= Excerpted text =
========

R: Simulate data from a multivariate joint model

simData {gmvjoint}

R Documentation

Simulate data from a multivariate joint model

Description

Simulate multivariate longitudinal and survival data from a joint model specification, with potential mixture of response families. Implementation is similar to existing packages (e.g. joineR, joineRML).

Usage

simData(
  n = 250,
  ntms = 10,
  fup = 5,
  family = list("gaussian", "gaussian"),
  sigma = list(0.16, 0.16),
  beta = rbind(c(1, 0.1, 0.33, -0.5), c(1, 0.1, 0.33, -0.5)),
  D = NULL,
  gamma = c(0.5, -0.5),
  zeta = c(0.05, -0.3),
  theta = c(-4, 0.2),
  cens.rate = exp(-3.5),
  regular.times = TRUE,
  dof = Inf,
  random.formulas = NULL,
  disp.formulas = NULL,
  return.ranefs = FALSE
)

Arguments

`n`	the number of subjects
`ntms`	the number of time points
`fup`	the maximum follow-up time, such that t = [0, ..., fup] with length `ntms`. In instances where subject `i` doesn't fail before `fup`, their censoring time is set as `fup + 0.1`.
`family`	a `K`-`list` of families, see details.
`sigma`	a `K`-`list` of dispersion parameters corresponding to the order of `family`, and matching `disp.formulas` specification; see details.
`beta`	a `K \times 4` matrix specifying fixed effects for each `K` parameter, in the order (Intercept), time, continuous, binary.

========

= Records from a collection =
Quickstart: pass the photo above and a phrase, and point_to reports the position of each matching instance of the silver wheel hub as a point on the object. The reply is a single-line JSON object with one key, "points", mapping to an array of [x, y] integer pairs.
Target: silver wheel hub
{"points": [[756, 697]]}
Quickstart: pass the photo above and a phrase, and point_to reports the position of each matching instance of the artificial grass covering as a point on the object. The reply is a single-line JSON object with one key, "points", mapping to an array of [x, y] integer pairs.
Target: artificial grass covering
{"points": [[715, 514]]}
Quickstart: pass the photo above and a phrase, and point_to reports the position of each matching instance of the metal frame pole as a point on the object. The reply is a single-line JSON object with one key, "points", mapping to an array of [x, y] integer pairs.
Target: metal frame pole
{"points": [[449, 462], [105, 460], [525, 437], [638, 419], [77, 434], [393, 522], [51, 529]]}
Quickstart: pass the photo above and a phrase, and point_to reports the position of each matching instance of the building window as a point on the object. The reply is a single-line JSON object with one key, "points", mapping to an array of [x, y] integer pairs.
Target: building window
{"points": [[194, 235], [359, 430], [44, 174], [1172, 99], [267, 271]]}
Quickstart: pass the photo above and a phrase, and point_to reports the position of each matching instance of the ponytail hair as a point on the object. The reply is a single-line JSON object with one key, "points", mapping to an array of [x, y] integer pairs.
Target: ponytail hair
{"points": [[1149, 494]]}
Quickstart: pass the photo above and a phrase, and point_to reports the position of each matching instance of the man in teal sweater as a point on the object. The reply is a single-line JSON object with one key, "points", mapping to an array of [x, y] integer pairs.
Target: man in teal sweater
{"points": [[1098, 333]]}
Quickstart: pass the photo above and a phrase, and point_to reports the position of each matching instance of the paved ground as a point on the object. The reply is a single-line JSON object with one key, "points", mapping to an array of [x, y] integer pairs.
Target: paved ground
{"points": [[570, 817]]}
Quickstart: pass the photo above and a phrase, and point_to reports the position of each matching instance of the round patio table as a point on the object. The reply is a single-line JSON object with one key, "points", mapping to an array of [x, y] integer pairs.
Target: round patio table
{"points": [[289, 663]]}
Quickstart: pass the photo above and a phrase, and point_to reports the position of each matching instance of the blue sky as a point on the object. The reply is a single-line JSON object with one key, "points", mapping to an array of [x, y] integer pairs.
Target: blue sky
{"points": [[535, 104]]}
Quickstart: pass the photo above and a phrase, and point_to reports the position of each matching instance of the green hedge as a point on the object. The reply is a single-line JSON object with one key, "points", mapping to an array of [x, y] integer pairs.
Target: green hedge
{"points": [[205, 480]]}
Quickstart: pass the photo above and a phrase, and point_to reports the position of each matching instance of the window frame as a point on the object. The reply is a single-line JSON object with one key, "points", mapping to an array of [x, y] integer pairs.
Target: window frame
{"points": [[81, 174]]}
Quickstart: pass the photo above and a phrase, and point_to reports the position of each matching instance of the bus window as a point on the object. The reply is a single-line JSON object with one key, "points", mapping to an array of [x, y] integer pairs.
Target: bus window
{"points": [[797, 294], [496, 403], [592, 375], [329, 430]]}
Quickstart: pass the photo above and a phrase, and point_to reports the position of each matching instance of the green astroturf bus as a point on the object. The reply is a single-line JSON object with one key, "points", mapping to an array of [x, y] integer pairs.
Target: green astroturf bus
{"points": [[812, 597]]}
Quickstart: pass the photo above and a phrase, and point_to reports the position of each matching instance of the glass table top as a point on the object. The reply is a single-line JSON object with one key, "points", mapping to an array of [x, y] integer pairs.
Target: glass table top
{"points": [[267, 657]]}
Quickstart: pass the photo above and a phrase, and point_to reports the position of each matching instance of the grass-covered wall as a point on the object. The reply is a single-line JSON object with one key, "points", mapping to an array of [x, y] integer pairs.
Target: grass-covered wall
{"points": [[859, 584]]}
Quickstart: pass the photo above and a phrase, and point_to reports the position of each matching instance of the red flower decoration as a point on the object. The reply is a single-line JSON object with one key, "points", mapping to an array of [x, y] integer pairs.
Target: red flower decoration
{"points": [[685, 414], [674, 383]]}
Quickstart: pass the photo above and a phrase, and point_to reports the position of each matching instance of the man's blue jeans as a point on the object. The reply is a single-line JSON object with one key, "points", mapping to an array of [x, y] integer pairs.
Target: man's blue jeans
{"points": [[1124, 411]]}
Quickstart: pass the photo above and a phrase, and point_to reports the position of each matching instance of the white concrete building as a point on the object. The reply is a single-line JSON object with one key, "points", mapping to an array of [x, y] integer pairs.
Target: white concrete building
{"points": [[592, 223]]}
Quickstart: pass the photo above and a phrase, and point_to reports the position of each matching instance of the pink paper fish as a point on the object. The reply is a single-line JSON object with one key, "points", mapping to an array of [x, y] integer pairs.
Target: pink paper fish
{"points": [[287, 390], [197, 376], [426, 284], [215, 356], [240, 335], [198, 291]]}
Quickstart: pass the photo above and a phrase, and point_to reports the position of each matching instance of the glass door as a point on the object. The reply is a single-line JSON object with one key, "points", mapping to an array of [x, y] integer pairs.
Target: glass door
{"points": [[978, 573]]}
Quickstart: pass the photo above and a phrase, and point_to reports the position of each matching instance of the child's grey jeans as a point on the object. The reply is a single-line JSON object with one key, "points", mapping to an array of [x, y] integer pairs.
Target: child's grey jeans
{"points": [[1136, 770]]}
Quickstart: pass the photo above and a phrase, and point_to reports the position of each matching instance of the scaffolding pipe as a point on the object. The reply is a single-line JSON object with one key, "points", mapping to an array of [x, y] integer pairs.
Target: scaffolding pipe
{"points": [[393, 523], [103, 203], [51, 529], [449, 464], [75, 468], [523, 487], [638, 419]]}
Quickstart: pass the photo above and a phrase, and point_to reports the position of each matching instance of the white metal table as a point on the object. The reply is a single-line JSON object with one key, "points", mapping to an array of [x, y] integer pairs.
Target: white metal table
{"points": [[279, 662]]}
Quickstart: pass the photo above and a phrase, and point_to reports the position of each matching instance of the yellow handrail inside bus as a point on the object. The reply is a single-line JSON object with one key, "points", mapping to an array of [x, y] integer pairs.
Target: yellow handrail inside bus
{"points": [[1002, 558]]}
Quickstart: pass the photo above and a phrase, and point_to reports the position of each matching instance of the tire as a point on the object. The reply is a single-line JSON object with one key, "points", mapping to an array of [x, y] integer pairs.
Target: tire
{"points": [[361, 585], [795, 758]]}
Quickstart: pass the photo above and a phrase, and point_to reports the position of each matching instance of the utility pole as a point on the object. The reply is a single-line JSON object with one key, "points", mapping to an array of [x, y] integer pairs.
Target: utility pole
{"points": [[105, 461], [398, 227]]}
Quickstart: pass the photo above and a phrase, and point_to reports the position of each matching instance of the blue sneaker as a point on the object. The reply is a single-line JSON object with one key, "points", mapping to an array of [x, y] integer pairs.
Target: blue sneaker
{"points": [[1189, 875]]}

========

= Task details =
Determine whether each of the following statements agrees with the simData documentation, answering yes or no and quoting the deciding words of the text. 1. By default, data are simulated for 250 subjects. 2. The implementation is described as differing from existing packages. 3. The fixed effects in beta are ordered as intercept, time, continuous, binary.

= Exercise answer =
1. Yes: "n = 250"
2. No: "Implementation is similar to existing packages (e.g. joineR, joineRML)."
3. Yes: "in the order (Intercept), time, continuous, binary"